■ **TEXT PASSAGE**
Content starts

Breaking the Chain: Using Business to Stop Wildlife Trafficking

RhinocerosWhat if you could use the skills from your day job to fight crime and make the world a better place?

College of Business Department of Management Associate Professor John Macdonald is doing just that. Drawing on his expertise in helping companies recover from supply chain disruptions, he’s researching ways to detect and dismantle illegal wildlife trafficking networks.

The research is funded by a three-year, $809,000 grant from the National Science Foundation that will allow Macdonald and an interdisciplinary team from several universities around the United States to study wildlife trafficking supply chains and the ways business strategies and methods can be used to disrupt them.

The Business of Environmental Crime

Trafficking protected wildlife species is big business in the global economy. The estimated global economic value of transnational environmental crime—the illegal procurement, transportation and distribution of natural resources across international borders—is between $91 billion and $259 billion per year, according to the United Nations. Of that, wildlife trafficking accounts for $7 billion to $23 billion annually.

Content ends

■ **TO DO**
1. Repeat word for word everything in the wildlife trafficking article from "Trafficking protected wildlife" down to "to $23 billion annually.".
2. According to the wildlife trafficking article, how large is the National Science Foundation grant that funds the research, and how long does it run?
3. Shorten the paragraph of the wildlife trafficking article that begins "Trafficking protected wildlife species is big business" into a brief bulleted list that keeps its main facts.
The listing after this article isn't needed.

■ **EXTRACTED DATA**

Content starts

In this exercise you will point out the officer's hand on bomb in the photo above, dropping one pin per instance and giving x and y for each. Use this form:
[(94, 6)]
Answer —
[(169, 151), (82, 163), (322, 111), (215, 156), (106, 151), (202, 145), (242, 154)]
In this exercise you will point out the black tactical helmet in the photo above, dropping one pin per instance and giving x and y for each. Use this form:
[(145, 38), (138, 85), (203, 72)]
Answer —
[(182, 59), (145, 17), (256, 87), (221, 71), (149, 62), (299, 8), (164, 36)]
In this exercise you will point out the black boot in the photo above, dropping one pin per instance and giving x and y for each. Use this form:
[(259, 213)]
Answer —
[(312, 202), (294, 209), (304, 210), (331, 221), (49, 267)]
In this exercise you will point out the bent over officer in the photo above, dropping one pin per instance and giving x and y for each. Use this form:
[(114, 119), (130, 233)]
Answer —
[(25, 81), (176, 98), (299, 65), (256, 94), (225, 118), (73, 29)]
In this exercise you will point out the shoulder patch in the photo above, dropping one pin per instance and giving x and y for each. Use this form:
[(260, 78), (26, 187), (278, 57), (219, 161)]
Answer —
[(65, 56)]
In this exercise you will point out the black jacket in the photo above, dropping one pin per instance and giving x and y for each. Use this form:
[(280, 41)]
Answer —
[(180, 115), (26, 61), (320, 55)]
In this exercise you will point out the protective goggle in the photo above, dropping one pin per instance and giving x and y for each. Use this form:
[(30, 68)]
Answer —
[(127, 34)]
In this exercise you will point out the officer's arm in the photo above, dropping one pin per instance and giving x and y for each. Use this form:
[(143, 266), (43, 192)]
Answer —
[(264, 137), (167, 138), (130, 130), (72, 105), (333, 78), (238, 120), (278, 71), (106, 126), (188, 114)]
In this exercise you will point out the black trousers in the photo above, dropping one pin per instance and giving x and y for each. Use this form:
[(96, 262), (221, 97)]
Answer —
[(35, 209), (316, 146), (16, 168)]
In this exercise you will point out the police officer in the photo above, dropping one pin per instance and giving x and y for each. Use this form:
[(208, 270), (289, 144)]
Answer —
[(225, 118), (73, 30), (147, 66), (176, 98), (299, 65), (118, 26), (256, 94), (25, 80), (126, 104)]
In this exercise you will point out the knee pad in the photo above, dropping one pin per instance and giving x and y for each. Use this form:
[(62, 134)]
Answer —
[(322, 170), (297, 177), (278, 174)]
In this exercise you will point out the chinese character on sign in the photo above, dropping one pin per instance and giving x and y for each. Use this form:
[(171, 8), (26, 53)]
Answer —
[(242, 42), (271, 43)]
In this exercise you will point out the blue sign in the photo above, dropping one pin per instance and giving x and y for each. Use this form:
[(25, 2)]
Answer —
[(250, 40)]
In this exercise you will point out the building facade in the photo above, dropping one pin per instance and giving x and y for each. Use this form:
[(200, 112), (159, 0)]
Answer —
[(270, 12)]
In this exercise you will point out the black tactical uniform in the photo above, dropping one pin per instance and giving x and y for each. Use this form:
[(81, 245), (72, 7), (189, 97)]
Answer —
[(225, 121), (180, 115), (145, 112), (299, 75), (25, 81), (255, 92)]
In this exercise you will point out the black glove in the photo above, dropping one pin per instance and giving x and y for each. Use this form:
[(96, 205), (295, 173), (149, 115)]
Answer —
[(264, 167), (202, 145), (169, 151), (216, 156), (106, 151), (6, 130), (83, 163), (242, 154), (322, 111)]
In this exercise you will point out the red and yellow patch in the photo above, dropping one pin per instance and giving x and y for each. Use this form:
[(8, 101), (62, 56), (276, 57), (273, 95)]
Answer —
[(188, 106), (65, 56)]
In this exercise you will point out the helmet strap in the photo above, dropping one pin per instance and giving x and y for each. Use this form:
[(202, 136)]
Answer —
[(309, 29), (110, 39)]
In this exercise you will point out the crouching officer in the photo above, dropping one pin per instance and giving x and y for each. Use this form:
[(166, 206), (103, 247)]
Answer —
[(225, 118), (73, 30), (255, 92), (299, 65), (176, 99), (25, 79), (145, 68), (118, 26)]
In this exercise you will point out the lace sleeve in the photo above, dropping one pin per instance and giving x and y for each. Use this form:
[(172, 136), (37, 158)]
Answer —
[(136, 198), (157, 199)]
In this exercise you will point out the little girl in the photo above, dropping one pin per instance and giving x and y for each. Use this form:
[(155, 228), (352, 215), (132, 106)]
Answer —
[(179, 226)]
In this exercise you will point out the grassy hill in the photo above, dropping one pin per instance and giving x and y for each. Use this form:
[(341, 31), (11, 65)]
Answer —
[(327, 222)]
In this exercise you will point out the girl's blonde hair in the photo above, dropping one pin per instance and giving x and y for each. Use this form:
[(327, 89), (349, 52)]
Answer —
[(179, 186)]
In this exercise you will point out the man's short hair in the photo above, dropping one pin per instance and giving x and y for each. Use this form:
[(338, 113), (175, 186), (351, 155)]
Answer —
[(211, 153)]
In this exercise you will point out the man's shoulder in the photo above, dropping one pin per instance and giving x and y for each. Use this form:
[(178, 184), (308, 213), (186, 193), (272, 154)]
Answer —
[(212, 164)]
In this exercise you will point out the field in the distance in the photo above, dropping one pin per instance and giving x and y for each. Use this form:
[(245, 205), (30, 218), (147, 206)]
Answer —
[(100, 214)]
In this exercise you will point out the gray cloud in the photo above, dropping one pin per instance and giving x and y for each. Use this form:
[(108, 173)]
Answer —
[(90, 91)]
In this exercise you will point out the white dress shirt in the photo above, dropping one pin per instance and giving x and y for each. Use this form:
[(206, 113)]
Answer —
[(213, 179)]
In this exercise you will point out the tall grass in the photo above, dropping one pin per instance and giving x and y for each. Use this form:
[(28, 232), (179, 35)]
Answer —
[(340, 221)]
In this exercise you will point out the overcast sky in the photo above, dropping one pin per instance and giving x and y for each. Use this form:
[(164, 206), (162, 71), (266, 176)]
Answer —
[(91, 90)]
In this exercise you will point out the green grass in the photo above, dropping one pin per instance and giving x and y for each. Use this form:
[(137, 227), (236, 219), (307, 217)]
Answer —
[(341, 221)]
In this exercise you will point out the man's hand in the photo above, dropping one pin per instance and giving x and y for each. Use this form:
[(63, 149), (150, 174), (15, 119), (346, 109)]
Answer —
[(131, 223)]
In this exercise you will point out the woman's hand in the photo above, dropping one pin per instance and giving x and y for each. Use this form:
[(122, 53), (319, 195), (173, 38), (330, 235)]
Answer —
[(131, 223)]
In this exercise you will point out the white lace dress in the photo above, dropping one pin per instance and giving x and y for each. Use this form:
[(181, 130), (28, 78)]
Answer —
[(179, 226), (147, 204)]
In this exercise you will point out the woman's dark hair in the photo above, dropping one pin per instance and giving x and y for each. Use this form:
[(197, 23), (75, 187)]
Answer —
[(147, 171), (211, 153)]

Content ends

■ **EXERCISE SOLUTIONS**
1.
Trafficking protected wildlife species is big business in the global economy. The estimated global economic value of transnational environmental crime—the illegal procurement, transportation and distribution of natural resources across international borders—is between $91 billion and $259 billion per year, according to the United Nations. Of that, wildlife trafficking accounts for $7 billion to $23 billion annually.

2. It is $809,000 over three years.

3.
- Trafficking protected wildlife species is big business in the global economy.
- The United Nations estimates transnational environmental crime is worth $91 billion to $259 billion a year. This is the illegal procurement, transportation and distribution of natural resources across international borders.
- Wildlife trafficking makes up $7 billion to $23 billion of that each year.